== Objective ==
Could you copy, word for word, only the part of the entries that opens with the line containing "Can you see the packed" and closes with the line containing "column 192, row 39", including both of those lines?

== Given data ==
-.-.-
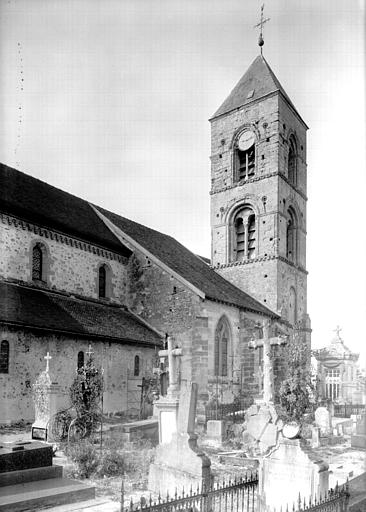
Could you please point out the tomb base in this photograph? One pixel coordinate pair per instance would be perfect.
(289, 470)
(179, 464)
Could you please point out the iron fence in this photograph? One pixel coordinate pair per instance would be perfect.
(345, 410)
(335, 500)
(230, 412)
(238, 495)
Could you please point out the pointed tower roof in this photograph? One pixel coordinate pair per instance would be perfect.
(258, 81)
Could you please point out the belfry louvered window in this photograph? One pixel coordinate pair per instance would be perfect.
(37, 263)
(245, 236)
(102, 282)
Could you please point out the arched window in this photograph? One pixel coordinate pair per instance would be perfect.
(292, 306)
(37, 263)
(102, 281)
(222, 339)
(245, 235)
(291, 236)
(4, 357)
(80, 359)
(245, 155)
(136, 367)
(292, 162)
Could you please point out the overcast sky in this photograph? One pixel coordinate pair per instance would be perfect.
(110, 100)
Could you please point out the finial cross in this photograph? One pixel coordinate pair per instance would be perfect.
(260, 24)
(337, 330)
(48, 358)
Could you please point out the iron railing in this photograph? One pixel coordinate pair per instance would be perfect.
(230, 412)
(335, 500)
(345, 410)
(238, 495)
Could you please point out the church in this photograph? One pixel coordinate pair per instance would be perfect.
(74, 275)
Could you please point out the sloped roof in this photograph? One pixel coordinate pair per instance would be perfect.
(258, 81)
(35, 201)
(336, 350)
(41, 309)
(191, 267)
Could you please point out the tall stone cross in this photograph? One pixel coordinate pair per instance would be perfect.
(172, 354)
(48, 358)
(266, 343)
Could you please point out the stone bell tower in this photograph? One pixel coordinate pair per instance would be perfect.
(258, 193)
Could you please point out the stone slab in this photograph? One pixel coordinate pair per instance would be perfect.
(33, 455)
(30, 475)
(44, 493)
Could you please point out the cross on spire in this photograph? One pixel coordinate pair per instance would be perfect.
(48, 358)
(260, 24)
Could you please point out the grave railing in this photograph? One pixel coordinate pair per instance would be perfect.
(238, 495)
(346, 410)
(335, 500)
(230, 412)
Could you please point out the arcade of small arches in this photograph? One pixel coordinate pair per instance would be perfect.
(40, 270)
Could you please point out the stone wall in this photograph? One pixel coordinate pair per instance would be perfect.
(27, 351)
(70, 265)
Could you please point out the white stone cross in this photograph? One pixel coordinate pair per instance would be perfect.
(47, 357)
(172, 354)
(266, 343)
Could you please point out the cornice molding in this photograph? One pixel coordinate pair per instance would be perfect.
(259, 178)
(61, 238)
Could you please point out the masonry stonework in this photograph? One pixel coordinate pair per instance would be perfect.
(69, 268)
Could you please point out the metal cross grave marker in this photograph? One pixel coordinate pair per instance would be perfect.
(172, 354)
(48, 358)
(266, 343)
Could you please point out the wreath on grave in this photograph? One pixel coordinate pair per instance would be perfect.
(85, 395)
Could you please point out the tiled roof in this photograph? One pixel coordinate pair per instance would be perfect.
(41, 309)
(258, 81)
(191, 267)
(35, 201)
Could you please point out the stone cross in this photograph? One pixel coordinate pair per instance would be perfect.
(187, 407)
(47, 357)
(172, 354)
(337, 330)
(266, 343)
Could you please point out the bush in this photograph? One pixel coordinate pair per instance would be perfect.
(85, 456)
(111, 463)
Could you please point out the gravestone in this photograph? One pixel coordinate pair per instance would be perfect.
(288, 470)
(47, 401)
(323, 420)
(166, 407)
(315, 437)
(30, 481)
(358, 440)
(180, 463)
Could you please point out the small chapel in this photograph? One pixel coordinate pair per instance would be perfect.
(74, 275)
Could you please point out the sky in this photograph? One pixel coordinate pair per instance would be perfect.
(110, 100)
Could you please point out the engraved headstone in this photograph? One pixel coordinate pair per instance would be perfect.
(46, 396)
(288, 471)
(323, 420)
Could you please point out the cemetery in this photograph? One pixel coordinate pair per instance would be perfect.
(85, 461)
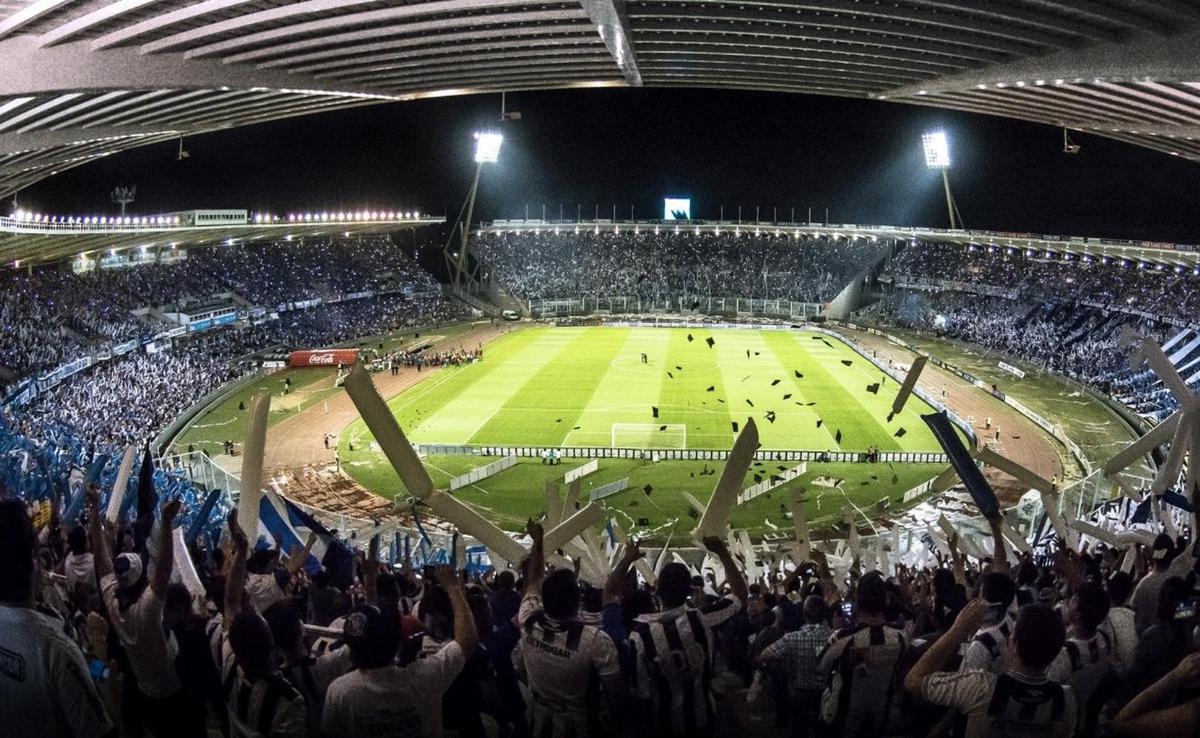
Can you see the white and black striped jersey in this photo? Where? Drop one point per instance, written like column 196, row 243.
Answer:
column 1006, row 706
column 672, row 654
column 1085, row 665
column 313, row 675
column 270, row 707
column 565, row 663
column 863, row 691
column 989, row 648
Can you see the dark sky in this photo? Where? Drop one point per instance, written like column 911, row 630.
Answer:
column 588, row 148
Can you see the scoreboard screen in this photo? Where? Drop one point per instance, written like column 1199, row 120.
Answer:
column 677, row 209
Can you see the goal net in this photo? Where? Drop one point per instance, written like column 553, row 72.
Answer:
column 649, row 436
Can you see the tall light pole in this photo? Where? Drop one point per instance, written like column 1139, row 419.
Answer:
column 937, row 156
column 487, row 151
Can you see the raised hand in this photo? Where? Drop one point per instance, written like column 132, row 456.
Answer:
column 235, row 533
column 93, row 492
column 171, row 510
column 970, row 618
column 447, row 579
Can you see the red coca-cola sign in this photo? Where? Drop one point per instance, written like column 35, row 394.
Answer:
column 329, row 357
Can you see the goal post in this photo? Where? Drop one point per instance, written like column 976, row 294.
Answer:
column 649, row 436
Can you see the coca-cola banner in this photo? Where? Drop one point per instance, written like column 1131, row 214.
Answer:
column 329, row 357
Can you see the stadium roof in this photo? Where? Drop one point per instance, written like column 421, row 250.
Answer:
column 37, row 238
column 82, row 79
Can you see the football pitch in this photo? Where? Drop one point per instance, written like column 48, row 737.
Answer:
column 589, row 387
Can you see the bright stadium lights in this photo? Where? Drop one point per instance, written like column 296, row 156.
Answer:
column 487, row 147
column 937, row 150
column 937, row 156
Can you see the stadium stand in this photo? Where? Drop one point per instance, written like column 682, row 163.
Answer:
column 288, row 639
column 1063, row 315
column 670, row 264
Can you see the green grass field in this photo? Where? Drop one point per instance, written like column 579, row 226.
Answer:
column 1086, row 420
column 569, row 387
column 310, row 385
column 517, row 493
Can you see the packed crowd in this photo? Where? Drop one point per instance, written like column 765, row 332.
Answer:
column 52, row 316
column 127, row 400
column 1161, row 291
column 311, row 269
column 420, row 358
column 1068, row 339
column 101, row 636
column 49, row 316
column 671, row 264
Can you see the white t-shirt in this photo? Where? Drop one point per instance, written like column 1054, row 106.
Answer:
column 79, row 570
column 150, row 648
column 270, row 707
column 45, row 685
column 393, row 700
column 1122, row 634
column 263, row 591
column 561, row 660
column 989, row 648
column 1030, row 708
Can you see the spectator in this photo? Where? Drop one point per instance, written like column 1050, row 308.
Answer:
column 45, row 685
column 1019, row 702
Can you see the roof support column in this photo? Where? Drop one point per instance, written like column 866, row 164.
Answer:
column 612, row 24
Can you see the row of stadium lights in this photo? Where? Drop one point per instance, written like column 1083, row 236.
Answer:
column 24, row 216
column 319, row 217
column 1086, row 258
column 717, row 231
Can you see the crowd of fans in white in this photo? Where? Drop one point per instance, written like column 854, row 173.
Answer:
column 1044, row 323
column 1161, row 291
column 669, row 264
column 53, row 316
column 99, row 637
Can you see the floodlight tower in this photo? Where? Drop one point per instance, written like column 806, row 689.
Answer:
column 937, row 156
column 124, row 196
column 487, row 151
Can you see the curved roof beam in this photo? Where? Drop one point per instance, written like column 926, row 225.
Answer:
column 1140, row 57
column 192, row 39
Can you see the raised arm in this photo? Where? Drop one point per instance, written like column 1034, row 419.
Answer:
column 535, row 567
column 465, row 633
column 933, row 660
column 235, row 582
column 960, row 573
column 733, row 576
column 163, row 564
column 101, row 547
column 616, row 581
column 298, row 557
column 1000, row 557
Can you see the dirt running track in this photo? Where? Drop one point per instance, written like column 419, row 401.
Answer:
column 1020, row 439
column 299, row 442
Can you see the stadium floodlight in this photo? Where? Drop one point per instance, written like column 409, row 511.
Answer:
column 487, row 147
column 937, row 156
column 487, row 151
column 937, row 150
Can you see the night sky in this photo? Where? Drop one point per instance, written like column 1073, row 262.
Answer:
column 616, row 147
-.-.-
== Worked answer ==
Can you see the packed crowd in this photo? Where? Drop one point per instance, written like column 765, row 332.
Answer:
column 52, row 316
column 127, row 400
column 1161, row 291
column 311, row 269
column 420, row 358
column 1068, row 339
column 101, row 636
column 49, row 316
column 671, row 264
Can you see the white t-shirt in this photo? Where? Drop one point per instance, written like column 1054, row 106.
Answer:
column 79, row 570
column 150, row 648
column 270, row 707
column 45, row 685
column 393, row 700
column 1122, row 634
column 263, row 591
column 561, row 660
column 989, row 648
column 1030, row 708
Can you see the spectator in this photo? Where? Drop one point per instance, written like column 1050, row 308.
Answer:
column 45, row 685
column 1019, row 702
Can you see the roof support column in this photo? Where? Drop one point per instance, written like column 866, row 164.
Answer:
column 612, row 24
Can you see the row of stadium lights in this photo? Where? Drop one point per instance, written like column 1083, row 236.
Answer:
column 24, row 216
column 319, row 217
column 1086, row 258
column 717, row 231
Can you see the crowd of fans in white in this photo? Where? Drop one point per instance, written like column 854, row 173.
Answer:
column 1044, row 323
column 1161, row 291
column 669, row 264
column 53, row 316
column 99, row 637
Can you see the floodlight tower in this photo? Where? Drop one point per instance, written like column 806, row 689.
Answer:
column 937, row 156
column 124, row 196
column 487, row 151
Can you see the curved roof beam in this photo? Where? Drop one point per instance, written like column 926, row 225.
Answer:
column 1140, row 57
column 192, row 39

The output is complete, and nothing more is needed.